### GOAL A
Gather every line in the entries below that contains the string "dark", with case significant.

### EXTRACTED TEXT

═══

Monday, November 23, 2009

What's missing in the movement

There's a movement within American Christianity towards a kind of greater social awareness and promotion of social justice. It's made up of people who embrace typically "liberal" ideals and support typically "liberal" causes: homelessness, racial equality, fair wages, child labor, sustainable use of resources, etc. I'd find myself in most cases aligning myself with them with their beliefs and priorities, but when I read the things they write or listen to what they have to say, I find myself wanting to rip my hair out.

For several reasons:


1) They appear more concerned with image and perception than the hard realities and doctrines of Scripture. I come across a lot of issue-dodging, especially when it comes to doctrines like hell and homosexuality, where straight (pardon the unintended pun) questions are often deferred and stances are not taken. They'll say things like, "Well, many people who follow Jesus disagree about what Scripture says on this issue," or "I don't like to argue about that, especially when so many people are dying of starvation every day." Maybe so, pal, but answering the question straight won't be stealing food out of anyone's mouth. Their avoidance of these questions makes it seem as if they're afraid that saying outright what they believe Christianity and Scripture teaches will then alienate them from the people they've worked so hard to be accepted by. (Which, truthfully, it pobably would.)

═══

### MATERIAL PROVIDED
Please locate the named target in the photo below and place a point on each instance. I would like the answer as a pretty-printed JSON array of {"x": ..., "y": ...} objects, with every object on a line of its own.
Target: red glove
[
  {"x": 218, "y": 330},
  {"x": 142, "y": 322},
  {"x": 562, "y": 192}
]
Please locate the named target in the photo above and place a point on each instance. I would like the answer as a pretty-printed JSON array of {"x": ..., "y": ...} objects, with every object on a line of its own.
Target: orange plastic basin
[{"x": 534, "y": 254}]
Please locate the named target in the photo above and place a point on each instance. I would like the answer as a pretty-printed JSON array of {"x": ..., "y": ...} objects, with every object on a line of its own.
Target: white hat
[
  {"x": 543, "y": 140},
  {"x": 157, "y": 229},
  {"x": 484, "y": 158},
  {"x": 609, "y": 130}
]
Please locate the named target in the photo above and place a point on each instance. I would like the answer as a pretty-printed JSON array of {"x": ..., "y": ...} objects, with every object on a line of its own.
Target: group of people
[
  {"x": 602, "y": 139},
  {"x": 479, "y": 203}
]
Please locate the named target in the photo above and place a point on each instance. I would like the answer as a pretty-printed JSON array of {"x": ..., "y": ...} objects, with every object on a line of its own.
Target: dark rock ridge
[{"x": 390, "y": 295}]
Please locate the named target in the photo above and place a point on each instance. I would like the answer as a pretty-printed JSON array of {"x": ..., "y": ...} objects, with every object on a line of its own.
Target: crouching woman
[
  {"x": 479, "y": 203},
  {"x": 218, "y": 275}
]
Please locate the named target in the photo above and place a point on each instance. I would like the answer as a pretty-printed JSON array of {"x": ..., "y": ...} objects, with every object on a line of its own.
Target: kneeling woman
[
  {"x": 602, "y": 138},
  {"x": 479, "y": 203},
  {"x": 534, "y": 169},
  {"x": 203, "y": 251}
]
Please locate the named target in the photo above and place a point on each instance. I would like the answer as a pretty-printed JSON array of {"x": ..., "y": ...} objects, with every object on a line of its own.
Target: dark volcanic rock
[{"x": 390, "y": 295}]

═══

### GOAL B
Quote everything in the blog post above from "1) They appear" down to "it pobably would.)", word for word.

### FINAL ANSWER A
Target: dark rock ridge
Target: dark volcanic rock

### FINAL ANSWER B
1) They appear more concerned with image and perception than the hard realities and doctrines of Scripture. I come across a lot of issue-dodging, especially when it comes to doctrines like hell and homosexuality, where straight (pardon the unintended pun) questions are often deferred and stances are not taken. They'll say things like, "Well, many people who follow Jesus disagree about what Scripture says on this issue," or "I don't like to argue about that, especially when so many people are dying of starvation every day." Maybe so, pal, but answering the question straight won't be stealing food out of anyone's mouth. Their avoidance of these questions makes it seem as if they're afraid that saying outright what they believe Christianity and Scripture teaches will then alienate them from the people they've worked so hard to be accepted by. (Which, truthfully, it pobably would.)